§ Problem
Each line that follows is to be retyped exactly.

§ Stored records
......

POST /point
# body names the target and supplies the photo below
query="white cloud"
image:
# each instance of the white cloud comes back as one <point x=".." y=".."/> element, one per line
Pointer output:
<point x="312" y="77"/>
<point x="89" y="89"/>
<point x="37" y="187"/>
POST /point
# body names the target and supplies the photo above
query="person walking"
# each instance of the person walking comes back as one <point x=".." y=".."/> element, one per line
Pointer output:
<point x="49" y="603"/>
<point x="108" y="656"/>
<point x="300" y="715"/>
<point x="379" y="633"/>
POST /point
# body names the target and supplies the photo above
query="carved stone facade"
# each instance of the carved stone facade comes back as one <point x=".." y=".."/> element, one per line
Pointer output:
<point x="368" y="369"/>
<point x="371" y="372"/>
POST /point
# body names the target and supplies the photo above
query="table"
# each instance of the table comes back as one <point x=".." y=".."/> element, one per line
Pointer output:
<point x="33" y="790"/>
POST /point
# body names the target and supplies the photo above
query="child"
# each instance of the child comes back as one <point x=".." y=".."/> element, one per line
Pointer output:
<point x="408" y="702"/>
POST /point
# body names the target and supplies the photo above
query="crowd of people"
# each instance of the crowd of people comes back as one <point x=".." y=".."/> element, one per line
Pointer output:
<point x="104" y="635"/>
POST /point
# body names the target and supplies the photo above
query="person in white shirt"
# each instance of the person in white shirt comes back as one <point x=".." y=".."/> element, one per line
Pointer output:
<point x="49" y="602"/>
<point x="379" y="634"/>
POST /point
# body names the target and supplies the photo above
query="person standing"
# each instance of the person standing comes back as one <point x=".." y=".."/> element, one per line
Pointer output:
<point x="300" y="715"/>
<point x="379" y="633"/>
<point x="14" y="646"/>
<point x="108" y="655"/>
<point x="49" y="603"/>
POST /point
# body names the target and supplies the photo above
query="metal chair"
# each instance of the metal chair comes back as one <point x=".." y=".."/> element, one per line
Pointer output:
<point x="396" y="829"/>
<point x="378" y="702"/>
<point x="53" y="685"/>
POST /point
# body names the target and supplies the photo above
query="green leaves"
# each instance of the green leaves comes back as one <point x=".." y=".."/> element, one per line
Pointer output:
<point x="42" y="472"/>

......

§ Result
POST /point
# body names the target and supplies the photo below
query="white cloud"
image:
# each instance of the white cloud comes back as one <point x=".." y=".."/> element, one per line
Pointer output:
<point x="312" y="77"/>
<point x="89" y="89"/>
<point x="37" y="187"/>
POST /point
# body names the target and supplies the photo above
query="person walking"
# each instance of the person walking comes back as one <point x=".." y=".."/> element, one per line
Pointer output:
<point x="49" y="603"/>
<point x="108" y="656"/>
<point x="300" y="715"/>
<point x="379" y="633"/>
POST /point
# body names the target and supplies the photo above
query="carved stone facade"
# each instance of the carved stone facade comes back as one <point x=".." y=".."/> element, one per line
Pointer output:
<point x="368" y="369"/>
<point x="371" y="372"/>
POST /point
# body names the target and supplies the photo above
query="table"
# each instance of the table comes back as one <point x=".." y=".."/> element, one per line
Pointer output:
<point x="33" y="790"/>
POST /point
# body names the target and supplies the photo above
query="child"
# each instance of the child comes back as one <point x=".." y=".."/> element, one per line
Pointer output:
<point x="408" y="702"/>
POST /point
# body names the target and supplies the photo above
query="crowd of people"
# each instance of the crowd of people comes back as one <point x=".." y=".."/> element, one per line
Pointer output:
<point x="104" y="635"/>
POST /point
# body names the target and supplies the photo above
query="person in white shirt"
# each instance of the person in white shirt comes back as one <point x=".." y=".."/> element, one per line
Pointer output:
<point x="49" y="602"/>
<point x="379" y="634"/>
POST /point
# body names the target and supplies the photo above
query="person standing"
# each instance of the person standing comes back as one <point x=".." y=".."/> element, one per line
Pointer output:
<point x="300" y="715"/>
<point x="379" y="633"/>
<point x="14" y="646"/>
<point x="108" y="655"/>
<point x="49" y="603"/>
POST /point
# body names the target and supplies the photo above
query="metal chair"
# each instance of the metal chair comes back as one <point x=".." y=".."/> element, one per line
Pointer output:
<point x="396" y="829"/>
<point x="378" y="702"/>
<point x="53" y="685"/>
POST /point
# body names the target and supplies the photo above
query="green leaves"
# each instance of the green leaves comes back as one <point x=".." y=".."/> element, one per line
Pointer output:
<point x="42" y="472"/>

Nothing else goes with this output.